**TEXT:**

● ● ●

And while inflation, as measured by Consumer Price Index (CPI), has been printing its hottest numbers in over a decade, the market does not appear to believe that inflation is here to stay. The 10-year breakeven inflation rate uses market prices to estimate the consensus forward-looking inflation rate of all market participants. Meanwhile, the CPI measures month-to-month changes in the price of a basket of goods relative to that same basket a year ago. While the CPI has surged in recent months, the expected forward-looking inflation has only subtly nudged higher. Based on this, the market does not appear to believe prolonged inflation is a likely threat at this time.

Interestingly, we can look back to the Great Financial Crisis (2007-2009) and see that over shorter periods, the CPI also diverged from longer-term expectations only to revert closer to the longer-term estimates in the years that follow.

Expected Inflation vs. Real Time Changes

Source: FRED.

What If Inflation is Not Fading?

If inflation remains temporary as the Fed expects, the average investor may not even notice aside from a couple of extra mentions on CNBC. But persistent, prolonged inflation could negatively impact not only investors but almost everyone. Even with data seeming to indicate softer inflation, it is important to consider our defenses in case these trends reverse. By looking to the not so distant past, we can see what buffered portfolios when inflation checked in at 9.3% per year between 1/1973 and 6/1980.

Annualized Return Graph

Source: Morningstar Direct.

In the last major bout with inflation, investors were able to find some cover by supplementing traditional U.S. large cap and intermediate-term bond allocations with small value and international stocks in addition to alternatives such as real assets and trend following. While minor tilts towards these asset classes may not have had a direct impact on prices at the pump or home improvement retailers, they would have helped preserve the purchasing power of one’s portfolio.

Inflation-adjusted Growth of $100,000 portfolio.

● ● ●

**SUPPLIED INFORMATION:**
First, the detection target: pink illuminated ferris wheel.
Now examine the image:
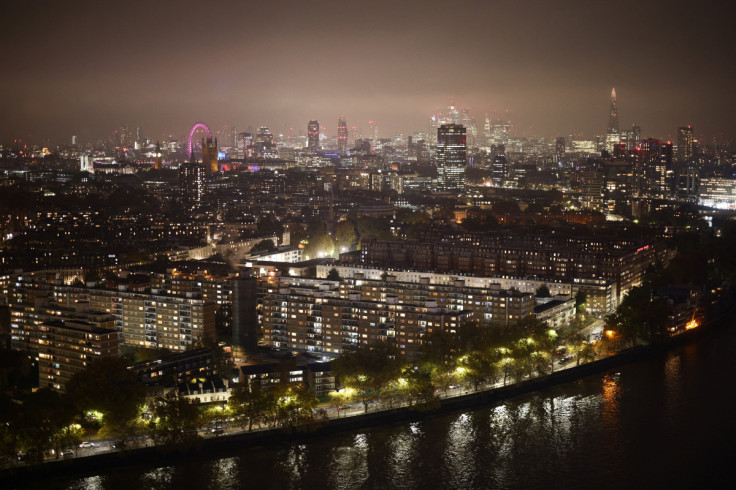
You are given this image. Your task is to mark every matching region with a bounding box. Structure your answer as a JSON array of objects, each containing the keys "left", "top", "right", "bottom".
[{"left": 187, "top": 122, "right": 212, "bottom": 159}]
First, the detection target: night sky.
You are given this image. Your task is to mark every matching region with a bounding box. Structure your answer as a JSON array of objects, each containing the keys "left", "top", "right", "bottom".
[{"left": 0, "top": 0, "right": 736, "bottom": 143}]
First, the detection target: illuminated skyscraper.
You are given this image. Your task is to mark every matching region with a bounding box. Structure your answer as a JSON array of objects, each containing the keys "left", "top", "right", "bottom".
[
  {"left": 307, "top": 120, "right": 319, "bottom": 151},
  {"left": 605, "top": 88, "right": 621, "bottom": 153},
  {"left": 202, "top": 138, "right": 220, "bottom": 174},
  {"left": 437, "top": 124, "right": 468, "bottom": 190},
  {"left": 555, "top": 136, "right": 565, "bottom": 162},
  {"left": 677, "top": 126, "right": 693, "bottom": 162},
  {"left": 637, "top": 138, "right": 673, "bottom": 198},
  {"left": 608, "top": 88, "right": 618, "bottom": 134},
  {"left": 337, "top": 116, "right": 348, "bottom": 155}
]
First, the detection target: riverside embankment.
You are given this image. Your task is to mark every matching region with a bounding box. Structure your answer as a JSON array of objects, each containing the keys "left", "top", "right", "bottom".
[{"left": 1, "top": 310, "right": 730, "bottom": 487}]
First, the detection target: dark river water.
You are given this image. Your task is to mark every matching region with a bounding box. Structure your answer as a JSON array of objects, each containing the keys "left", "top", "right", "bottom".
[{"left": 49, "top": 327, "right": 736, "bottom": 489}]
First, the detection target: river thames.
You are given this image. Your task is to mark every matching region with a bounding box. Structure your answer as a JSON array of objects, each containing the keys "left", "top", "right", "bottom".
[{"left": 47, "top": 327, "right": 736, "bottom": 489}]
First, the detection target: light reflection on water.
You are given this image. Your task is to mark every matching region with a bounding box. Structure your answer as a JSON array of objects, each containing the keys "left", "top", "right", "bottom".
[{"left": 54, "top": 324, "right": 736, "bottom": 489}]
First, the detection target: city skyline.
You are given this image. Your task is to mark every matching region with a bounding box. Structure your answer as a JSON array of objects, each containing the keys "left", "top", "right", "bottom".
[{"left": 0, "top": 2, "right": 736, "bottom": 144}]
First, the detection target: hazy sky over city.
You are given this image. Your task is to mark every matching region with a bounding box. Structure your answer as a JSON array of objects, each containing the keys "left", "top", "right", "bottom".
[{"left": 0, "top": 0, "right": 736, "bottom": 143}]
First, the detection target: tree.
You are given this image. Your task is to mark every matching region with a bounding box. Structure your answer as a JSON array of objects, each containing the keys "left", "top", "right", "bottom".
[
  {"left": 357, "top": 216, "right": 393, "bottom": 240},
  {"left": 228, "top": 383, "right": 275, "bottom": 431},
  {"left": 16, "top": 388, "right": 74, "bottom": 461},
  {"left": 256, "top": 215, "right": 284, "bottom": 236},
  {"left": 304, "top": 233, "right": 335, "bottom": 259},
  {"left": 66, "top": 357, "right": 146, "bottom": 438},
  {"left": 332, "top": 342, "right": 402, "bottom": 413},
  {"left": 326, "top": 267, "right": 342, "bottom": 281},
  {"left": 335, "top": 220, "right": 358, "bottom": 252},
  {"left": 148, "top": 390, "right": 201, "bottom": 446},
  {"left": 272, "top": 383, "right": 317, "bottom": 430},
  {"left": 250, "top": 238, "right": 274, "bottom": 253},
  {"left": 575, "top": 289, "right": 588, "bottom": 314}
]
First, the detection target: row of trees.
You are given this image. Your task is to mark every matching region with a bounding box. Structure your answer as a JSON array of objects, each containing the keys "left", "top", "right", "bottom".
[
  {"left": 331, "top": 319, "right": 596, "bottom": 411},
  {"left": 227, "top": 383, "right": 326, "bottom": 431}
]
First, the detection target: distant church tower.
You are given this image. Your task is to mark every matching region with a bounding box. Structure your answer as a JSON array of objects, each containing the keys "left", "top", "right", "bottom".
[
  {"left": 153, "top": 141, "right": 161, "bottom": 170},
  {"left": 202, "top": 138, "right": 220, "bottom": 174}
]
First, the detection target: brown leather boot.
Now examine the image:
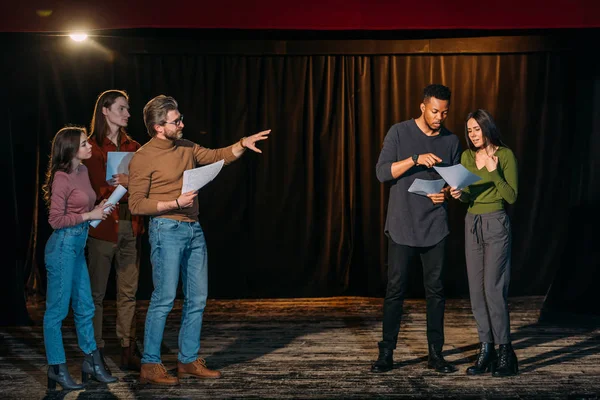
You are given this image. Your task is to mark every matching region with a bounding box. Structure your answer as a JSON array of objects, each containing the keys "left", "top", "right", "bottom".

● ● ●

**TASKS AND EXERCISES:**
• 1. According to the piece on inflation and investing, what was the yearly inflation rate between 1/1973 and 6/1980?
• 2. Extend the piece on inflation and investing beyond its final line.
The listing has nothing to do with the piece on inflation and investing.

**ANSWERS PER TASK:**
• 1. 9.3% per year.

• 2.
Source: Morningstar Direct. Basic benchmark is allocated as follows: 36% S&P 500, 24% MSCI EAFE, 20% Bloomberg US Treasury Bills, 20% Bloomberg US Govt/Credit Interm. Diversified benchmark is allocated as follows: 12.3% Fama-French Large Value, 9.7% Bloomberg US Govt/Credit Interm, 17.2% S&P 500, 6.5% MSCI EM (Appended), 6.5% JPM GBI Global Ex-US Hdg (Appended), 5.2% IA SBBI US 1 Yr Trsy Const Mat, 4.9% Fama-French Small Value, 4.2% MSCI EAFE Value, 3.8% SwissRe Global Cat Bond (Appended), 3.8% Credit Suisse Mgd Fut Liquid (Appended), 3.8% Dimensional International Small Cap Index, 3.8% Dimensional International Small Value Index, 6.2% FTSE Nareit All Equity REIT, 3.3% MSCI EAFE, 3.0% Bloomberg US Credit Baa, 2.5% IA SBBI US Small Stock, 1.6% Fama-French US High Profitability, 1.6% Fama-French High Prior Return.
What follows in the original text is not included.